Polly spoke about everything from the lot of women in Uganda (“Some people say there are improvements, but . . .”) to her broken marriage (“He stopped coming home, so I followed him to his place of work . . .”).

A Day in the Life of Polly Apio
BBC World Service

A documentary for the Women Farmers series followed one woman’s daily round in sub-Saharan Africa (21 October). The presenter/ producer, Cecile Wright, spent time with Polly Apio in Uganda, accompanying her to and from a distant well, grinding millet and bedding down in her hut. We opened to the sound of soft snoring followed by a Disneylike catalogue of morning noises: cocks crowing, birds cheeping, the sun and light and air inherent in the sounds potent and optimistic.

On the face of it, the programme idea was simple – just the two women, presenter and subject, talking on the way to the well, Polly quite open and humorous, Wright clearly someone to whom the correct question or most fruitful line of inquiry is obvious, nudging the conversation in directions that made good listening. Except it never felt manipulated. This was an honest chat over a four-kilometre walk, with the speakers growing more physically tired, and with the narrative weaving all over the place in the way that discussions on walks tend to do.

Polly spoke about everything from the lot of women in Uganda (“Some people say there are improvements, but . . .”) to her broken marriage (“He stopped coming home, so I followed him to his place of work . . .”). “Are your sons decent men?” Wright asked. Polly gave a low laugh: “They say to their wives, ‘Don’t tell Mamma or she will harass me!’”

## WRITTEN REQUEST 1
Please report every line in the records that contains the string "ceiling".
These records bear no relation to the review.

## Region outline records
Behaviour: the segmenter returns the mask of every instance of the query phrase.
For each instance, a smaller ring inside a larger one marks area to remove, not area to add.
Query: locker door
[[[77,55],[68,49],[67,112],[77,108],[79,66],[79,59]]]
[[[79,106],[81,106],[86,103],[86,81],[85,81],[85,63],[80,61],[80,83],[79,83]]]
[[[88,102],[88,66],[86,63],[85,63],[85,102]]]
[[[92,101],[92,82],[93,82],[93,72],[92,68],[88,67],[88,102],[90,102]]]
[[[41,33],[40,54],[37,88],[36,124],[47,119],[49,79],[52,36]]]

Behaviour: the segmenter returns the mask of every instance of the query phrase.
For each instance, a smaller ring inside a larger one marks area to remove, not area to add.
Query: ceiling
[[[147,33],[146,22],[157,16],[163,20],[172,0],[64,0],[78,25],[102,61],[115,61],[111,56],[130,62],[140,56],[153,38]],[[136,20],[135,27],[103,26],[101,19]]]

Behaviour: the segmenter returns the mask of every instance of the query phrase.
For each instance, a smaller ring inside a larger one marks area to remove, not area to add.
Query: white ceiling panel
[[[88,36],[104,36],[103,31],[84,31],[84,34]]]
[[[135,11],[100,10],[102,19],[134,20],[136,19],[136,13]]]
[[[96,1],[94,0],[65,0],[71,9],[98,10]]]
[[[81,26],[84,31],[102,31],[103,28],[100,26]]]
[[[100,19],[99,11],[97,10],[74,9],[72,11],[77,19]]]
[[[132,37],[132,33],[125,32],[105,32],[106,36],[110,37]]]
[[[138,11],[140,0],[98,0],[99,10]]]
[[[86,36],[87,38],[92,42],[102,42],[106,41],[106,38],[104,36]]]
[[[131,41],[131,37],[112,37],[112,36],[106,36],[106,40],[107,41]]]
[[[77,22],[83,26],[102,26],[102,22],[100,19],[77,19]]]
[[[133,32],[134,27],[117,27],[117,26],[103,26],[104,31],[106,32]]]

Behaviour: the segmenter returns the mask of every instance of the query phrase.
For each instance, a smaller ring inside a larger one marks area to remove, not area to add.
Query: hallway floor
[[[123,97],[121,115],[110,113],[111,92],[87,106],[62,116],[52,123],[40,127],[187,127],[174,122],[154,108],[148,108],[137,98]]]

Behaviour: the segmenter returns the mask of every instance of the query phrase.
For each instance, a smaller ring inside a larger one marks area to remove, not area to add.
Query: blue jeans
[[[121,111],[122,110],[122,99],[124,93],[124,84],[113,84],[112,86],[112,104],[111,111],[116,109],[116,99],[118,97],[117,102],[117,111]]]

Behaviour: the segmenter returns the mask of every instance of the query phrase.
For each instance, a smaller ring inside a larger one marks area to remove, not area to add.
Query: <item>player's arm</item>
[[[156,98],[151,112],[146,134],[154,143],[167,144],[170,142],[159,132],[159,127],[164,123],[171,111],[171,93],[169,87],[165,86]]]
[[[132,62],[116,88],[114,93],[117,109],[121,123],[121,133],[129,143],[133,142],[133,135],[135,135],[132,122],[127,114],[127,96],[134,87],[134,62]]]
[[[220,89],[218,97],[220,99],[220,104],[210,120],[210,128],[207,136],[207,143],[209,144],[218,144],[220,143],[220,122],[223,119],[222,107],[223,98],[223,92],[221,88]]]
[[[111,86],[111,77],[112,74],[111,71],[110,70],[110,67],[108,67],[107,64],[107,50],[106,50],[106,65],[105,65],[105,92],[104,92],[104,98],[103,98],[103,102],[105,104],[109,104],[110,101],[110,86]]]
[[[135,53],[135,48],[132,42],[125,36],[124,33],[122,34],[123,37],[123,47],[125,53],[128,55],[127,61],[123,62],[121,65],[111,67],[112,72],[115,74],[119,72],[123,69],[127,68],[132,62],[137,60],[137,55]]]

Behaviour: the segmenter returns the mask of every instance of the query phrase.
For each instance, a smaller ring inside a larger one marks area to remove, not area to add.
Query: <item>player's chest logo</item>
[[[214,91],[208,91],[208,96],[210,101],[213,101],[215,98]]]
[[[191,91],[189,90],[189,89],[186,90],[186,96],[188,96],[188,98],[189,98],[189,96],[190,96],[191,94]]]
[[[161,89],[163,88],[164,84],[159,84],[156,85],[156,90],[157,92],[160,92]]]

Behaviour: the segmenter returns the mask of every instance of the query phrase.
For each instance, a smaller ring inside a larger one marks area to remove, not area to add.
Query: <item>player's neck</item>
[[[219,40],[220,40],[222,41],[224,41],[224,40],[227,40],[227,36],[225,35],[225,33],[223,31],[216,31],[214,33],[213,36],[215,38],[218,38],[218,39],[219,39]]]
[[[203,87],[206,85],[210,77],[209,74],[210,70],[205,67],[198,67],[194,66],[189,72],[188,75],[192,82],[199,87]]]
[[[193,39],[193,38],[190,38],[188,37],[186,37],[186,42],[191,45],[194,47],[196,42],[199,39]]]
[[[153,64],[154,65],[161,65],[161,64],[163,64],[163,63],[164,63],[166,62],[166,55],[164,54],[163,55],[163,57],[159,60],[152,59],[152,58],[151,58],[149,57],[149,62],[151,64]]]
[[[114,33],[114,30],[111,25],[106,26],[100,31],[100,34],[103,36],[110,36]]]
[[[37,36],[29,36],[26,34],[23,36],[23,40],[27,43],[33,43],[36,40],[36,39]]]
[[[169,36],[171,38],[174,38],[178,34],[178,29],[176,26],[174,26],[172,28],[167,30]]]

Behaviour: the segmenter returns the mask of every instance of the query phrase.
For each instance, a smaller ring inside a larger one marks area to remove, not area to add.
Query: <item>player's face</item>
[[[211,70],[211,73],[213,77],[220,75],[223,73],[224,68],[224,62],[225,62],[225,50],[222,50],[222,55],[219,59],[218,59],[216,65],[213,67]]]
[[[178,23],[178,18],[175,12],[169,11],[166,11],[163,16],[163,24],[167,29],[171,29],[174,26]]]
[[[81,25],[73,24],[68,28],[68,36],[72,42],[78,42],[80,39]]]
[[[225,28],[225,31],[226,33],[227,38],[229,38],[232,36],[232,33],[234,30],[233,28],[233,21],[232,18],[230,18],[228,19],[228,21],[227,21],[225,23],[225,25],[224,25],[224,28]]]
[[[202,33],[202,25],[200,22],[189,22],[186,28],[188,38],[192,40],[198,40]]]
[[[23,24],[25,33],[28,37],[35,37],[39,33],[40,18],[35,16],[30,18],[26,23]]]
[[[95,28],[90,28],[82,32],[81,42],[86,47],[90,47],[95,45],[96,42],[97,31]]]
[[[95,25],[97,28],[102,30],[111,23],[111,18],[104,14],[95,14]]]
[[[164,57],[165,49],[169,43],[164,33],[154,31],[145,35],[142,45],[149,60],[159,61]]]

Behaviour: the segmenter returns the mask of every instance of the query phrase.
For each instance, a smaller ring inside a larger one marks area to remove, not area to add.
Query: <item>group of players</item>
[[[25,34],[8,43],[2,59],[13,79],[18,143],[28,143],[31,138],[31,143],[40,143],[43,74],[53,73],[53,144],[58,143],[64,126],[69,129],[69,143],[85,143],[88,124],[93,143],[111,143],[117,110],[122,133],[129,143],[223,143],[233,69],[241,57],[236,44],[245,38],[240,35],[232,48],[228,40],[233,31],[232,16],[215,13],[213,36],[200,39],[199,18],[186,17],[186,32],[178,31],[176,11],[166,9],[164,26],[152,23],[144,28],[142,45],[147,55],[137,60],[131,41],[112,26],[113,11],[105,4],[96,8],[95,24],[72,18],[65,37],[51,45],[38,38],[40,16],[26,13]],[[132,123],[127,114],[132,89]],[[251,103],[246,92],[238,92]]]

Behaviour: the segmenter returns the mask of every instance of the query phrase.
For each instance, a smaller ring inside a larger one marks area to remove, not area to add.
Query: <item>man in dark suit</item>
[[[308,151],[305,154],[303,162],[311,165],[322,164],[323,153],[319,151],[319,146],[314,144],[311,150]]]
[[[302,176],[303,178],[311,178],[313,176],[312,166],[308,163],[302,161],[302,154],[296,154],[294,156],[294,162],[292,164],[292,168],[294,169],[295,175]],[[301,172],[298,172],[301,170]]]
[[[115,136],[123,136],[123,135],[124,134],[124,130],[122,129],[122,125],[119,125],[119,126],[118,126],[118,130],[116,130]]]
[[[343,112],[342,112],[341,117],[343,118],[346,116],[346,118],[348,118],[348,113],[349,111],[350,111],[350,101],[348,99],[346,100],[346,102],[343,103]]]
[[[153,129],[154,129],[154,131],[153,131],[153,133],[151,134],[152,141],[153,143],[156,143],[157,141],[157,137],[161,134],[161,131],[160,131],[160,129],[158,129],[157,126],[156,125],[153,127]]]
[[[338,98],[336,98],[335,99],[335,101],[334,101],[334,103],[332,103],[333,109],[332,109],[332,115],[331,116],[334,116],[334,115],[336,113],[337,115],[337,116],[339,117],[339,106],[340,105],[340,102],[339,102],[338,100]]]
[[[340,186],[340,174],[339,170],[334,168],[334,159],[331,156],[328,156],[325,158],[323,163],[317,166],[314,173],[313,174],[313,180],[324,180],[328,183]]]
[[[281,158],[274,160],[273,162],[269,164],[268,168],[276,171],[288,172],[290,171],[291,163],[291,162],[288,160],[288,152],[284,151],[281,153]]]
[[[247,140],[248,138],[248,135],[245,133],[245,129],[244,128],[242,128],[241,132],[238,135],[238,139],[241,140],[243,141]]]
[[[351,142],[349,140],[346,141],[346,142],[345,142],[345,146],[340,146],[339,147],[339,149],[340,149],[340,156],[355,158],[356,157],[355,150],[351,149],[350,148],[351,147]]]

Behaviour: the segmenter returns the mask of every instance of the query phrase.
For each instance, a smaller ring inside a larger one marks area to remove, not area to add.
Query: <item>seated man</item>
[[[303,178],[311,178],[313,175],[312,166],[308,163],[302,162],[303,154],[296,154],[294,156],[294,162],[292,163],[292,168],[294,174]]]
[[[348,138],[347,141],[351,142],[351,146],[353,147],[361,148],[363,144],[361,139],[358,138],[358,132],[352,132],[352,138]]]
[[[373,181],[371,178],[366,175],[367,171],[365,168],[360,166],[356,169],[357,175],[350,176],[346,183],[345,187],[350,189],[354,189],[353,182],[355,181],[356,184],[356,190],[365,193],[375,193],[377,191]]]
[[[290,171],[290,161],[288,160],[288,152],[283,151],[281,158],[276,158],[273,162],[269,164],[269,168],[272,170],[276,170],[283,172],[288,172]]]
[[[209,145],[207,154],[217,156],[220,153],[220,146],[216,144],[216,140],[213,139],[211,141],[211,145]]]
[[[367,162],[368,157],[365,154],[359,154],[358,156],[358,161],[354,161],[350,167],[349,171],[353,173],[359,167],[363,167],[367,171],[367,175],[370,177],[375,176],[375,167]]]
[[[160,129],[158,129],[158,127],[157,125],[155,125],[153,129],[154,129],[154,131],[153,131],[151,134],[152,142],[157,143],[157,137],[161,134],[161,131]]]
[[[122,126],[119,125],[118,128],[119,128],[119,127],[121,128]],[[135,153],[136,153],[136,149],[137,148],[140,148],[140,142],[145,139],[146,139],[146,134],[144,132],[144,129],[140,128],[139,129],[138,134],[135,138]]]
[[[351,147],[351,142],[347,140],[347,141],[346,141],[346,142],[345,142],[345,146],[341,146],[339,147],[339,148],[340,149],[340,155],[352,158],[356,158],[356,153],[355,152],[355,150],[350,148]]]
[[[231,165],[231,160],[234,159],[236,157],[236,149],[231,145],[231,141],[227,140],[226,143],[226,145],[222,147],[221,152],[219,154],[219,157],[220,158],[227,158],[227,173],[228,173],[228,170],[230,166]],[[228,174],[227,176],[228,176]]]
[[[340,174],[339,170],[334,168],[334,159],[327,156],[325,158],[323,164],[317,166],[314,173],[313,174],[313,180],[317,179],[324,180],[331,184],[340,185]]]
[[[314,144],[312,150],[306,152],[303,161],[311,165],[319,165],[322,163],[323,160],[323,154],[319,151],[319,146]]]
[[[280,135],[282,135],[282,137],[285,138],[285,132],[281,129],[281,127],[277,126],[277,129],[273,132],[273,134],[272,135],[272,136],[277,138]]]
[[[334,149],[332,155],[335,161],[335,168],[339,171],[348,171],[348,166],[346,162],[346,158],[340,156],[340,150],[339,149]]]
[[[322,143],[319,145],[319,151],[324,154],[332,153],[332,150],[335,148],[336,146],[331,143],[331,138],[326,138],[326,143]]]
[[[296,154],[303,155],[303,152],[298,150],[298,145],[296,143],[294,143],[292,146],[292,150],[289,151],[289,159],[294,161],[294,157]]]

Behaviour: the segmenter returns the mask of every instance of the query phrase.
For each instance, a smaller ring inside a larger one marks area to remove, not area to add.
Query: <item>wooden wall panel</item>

## WRITTEN REQUEST 2
According to the review, who presented and produced the documentary?

## WRITTEN RESPONSE 1
Query: ceiling
Query: white ceiling panel

## WRITTEN RESPONSE 2
Cecile Wright.